> PROMPT:
Starting with the line that contains "Phrase -- pink sign with text" and stopping after the line that contains "Phrase -- crowd of people", copy the entries below exactly. Include nothing else.
(EXERCISE MATERIALS)
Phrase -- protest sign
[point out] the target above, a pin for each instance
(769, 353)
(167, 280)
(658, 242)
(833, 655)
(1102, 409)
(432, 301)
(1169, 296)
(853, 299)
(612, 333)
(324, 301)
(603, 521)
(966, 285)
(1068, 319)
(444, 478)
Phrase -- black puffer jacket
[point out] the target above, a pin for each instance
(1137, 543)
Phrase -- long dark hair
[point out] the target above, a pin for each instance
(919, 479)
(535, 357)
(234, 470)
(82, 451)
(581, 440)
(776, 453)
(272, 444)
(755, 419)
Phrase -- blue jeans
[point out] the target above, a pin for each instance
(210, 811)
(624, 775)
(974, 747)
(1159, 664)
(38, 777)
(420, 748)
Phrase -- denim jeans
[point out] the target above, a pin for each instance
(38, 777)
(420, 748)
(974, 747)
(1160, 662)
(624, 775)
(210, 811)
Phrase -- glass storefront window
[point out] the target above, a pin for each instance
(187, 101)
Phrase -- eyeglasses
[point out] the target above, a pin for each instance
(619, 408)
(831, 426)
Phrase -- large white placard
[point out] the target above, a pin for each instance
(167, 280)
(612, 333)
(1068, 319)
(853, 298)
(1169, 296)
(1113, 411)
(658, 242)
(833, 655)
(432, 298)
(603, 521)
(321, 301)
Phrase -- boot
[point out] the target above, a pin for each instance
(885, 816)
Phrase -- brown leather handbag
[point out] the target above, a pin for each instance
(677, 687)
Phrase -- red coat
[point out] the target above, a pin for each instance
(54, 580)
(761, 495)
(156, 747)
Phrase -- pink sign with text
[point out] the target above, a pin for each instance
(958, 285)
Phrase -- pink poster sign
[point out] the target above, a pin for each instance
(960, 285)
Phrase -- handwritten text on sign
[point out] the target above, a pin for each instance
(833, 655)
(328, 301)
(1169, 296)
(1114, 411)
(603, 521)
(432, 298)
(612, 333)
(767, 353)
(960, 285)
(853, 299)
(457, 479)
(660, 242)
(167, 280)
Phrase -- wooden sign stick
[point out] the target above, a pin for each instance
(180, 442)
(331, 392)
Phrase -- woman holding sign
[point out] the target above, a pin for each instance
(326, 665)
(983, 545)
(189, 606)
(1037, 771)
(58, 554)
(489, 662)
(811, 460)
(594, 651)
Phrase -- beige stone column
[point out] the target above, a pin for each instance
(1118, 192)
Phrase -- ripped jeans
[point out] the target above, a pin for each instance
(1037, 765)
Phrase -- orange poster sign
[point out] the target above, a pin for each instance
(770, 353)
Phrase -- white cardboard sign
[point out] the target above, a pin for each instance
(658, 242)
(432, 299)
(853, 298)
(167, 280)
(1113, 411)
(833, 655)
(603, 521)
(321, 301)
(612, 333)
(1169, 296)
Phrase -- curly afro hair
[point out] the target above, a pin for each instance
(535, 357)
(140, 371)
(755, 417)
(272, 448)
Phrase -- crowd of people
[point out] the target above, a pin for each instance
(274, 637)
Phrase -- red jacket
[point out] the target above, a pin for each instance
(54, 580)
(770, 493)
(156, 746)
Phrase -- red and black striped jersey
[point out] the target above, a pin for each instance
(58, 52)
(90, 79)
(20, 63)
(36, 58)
(End EXERCISE MATERIALS)
> RESULT OF THE EXERCISE:
Phrase -- pink sign with text
[point out] the target above, a pin for each instance
(958, 285)
Phrase -- pink poster sign
[point out] the target above, a pin for each instance
(960, 285)
Phrase -- handwritten text on sign
[point out] the target above, a pin for each instance
(833, 655)
(328, 301)
(1169, 296)
(1114, 411)
(603, 521)
(432, 298)
(612, 333)
(767, 353)
(960, 285)
(853, 299)
(457, 479)
(660, 242)
(167, 280)
Phrase -- wooden sign stick
[point out] the target above, a pin for each instance
(180, 442)
(331, 392)
Phrase -- woman holding sign
[point out] the target above, a pin for each instance
(326, 665)
(983, 545)
(189, 606)
(1037, 771)
(58, 554)
(489, 662)
(811, 460)
(594, 651)
Phrase -- beige stone column
[point out] the target above, a pin for each instance
(1118, 192)
Phrase -- ripped jeans
[point out] the target above, a pin for each instance
(1037, 765)
Phrase -- orange poster sign
[point out] the target above, a pin for each instance
(770, 353)
Phrase -- white cardboard sign
[point out] the target above, a pin for each instance
(658, 242)
(432, 299)
(853, 298)
(167, 280)
(1113, 411)
(833, 655)
(603, 521)
(321, 301)
(612, 333)
(1169, 296)
Phrase -- curly afro hair
[point out] the target above, a pin for each instance
(535, 357)
(140, 371)
(755, 417)
(272, 448)
Phrase -- crowd of people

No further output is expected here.